EXERCISE REQUIREMENTS:
Select all lines holding the word "sweater" from the entries that follow.

Collected data entries:
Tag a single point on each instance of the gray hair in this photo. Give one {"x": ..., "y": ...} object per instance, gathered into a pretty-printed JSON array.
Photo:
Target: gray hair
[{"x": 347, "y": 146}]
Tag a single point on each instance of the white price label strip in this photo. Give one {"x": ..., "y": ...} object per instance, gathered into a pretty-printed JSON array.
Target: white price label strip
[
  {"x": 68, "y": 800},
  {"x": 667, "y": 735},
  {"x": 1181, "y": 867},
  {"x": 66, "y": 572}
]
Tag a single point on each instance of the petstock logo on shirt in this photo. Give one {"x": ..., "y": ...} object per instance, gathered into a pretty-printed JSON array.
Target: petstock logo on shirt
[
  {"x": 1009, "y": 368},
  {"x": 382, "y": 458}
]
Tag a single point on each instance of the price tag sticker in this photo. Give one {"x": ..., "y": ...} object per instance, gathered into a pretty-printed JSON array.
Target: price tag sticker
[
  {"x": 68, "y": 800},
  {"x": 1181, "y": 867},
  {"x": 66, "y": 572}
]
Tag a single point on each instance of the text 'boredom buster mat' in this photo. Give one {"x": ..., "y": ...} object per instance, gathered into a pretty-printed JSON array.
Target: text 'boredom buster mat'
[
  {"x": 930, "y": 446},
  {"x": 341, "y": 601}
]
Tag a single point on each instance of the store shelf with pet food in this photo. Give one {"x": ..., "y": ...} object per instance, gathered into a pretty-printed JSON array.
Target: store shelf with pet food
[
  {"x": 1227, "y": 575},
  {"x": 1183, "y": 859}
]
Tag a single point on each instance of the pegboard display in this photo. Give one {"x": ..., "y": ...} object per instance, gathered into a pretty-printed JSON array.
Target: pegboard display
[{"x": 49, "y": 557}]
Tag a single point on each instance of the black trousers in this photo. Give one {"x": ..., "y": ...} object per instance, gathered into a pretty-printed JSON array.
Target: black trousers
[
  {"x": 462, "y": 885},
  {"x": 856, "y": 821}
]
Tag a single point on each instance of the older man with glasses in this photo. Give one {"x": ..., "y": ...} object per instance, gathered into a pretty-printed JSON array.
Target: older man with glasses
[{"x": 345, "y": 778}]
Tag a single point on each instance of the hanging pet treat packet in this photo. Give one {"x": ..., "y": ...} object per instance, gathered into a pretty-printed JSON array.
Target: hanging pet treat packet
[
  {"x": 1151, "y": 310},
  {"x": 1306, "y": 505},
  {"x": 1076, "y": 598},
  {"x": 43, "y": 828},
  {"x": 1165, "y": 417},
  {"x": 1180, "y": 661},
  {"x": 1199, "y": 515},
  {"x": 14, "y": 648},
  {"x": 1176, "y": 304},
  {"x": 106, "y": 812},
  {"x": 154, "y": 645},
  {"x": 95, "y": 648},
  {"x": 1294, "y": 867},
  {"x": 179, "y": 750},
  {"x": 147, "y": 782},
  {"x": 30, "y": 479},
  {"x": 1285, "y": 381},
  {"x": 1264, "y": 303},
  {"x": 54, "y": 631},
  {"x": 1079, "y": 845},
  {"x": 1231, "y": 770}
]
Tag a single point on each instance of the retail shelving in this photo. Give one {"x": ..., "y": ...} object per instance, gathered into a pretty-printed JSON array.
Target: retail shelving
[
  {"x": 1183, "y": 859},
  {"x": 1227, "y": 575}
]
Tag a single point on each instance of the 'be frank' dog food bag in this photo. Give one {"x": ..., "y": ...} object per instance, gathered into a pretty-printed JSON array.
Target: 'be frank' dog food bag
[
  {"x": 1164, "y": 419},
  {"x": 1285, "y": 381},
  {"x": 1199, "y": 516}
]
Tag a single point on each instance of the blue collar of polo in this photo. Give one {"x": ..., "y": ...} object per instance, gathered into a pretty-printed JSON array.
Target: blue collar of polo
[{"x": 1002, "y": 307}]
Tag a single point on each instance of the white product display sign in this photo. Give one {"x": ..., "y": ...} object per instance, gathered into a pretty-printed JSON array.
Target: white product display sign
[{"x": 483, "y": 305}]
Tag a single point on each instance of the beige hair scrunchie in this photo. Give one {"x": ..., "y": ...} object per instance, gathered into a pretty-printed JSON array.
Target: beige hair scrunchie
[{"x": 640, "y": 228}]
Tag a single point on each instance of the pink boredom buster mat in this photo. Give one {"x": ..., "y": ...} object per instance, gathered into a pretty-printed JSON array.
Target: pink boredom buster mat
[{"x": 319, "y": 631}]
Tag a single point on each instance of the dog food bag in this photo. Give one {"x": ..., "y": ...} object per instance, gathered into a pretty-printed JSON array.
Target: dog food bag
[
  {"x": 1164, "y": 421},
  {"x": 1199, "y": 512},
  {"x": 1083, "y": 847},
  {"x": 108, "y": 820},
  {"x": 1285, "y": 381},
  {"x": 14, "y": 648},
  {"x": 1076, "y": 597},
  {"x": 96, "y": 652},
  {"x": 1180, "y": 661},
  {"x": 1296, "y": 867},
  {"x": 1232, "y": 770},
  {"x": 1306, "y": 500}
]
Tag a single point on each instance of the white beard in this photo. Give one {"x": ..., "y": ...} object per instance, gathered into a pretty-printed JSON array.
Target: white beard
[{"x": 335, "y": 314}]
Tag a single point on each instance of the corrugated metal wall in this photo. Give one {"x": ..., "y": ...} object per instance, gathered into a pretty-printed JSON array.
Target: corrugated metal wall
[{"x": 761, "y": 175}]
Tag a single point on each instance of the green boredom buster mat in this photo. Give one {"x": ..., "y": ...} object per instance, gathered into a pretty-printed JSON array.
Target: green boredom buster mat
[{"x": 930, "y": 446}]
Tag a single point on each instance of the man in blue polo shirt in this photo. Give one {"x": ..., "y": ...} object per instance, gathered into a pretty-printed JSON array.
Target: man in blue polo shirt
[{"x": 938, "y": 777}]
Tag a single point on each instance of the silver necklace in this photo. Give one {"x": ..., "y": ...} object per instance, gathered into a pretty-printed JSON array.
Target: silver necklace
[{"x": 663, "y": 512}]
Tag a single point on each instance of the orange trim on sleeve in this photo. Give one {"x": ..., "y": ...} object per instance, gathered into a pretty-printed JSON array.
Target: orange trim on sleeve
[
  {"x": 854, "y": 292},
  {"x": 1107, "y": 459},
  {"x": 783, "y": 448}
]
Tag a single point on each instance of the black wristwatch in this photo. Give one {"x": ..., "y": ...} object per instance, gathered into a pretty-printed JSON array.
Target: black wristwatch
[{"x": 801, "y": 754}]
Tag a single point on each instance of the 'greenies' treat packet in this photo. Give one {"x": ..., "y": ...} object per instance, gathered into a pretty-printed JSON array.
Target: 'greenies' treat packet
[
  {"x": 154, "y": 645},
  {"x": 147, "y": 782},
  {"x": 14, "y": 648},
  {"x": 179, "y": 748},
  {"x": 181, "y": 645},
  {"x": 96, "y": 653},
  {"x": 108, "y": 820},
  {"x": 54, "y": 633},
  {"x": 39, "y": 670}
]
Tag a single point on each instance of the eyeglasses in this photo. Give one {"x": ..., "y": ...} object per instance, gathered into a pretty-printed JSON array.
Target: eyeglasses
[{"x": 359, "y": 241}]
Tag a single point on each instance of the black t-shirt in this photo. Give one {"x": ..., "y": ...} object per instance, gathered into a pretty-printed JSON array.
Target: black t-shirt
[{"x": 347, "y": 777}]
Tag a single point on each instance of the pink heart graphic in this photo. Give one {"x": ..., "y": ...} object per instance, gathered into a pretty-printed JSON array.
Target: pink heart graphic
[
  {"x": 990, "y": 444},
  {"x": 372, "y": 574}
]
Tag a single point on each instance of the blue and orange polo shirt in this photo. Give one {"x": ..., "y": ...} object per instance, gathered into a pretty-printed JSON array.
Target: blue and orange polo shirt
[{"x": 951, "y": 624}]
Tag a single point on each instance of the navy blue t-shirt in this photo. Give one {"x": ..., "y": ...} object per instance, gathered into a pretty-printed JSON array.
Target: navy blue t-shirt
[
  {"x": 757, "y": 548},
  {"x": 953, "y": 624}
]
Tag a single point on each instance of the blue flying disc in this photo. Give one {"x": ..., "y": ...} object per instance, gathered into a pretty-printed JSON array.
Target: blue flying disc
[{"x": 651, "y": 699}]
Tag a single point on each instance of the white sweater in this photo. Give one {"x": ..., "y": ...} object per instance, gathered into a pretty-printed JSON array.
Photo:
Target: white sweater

RESPONSE:
Tag a single point on each instance of the white sweater in this photo. Give one {"x": ..., "y": ...} object per instance, gathered into a pretty-printed JSON array.
Target: white sweater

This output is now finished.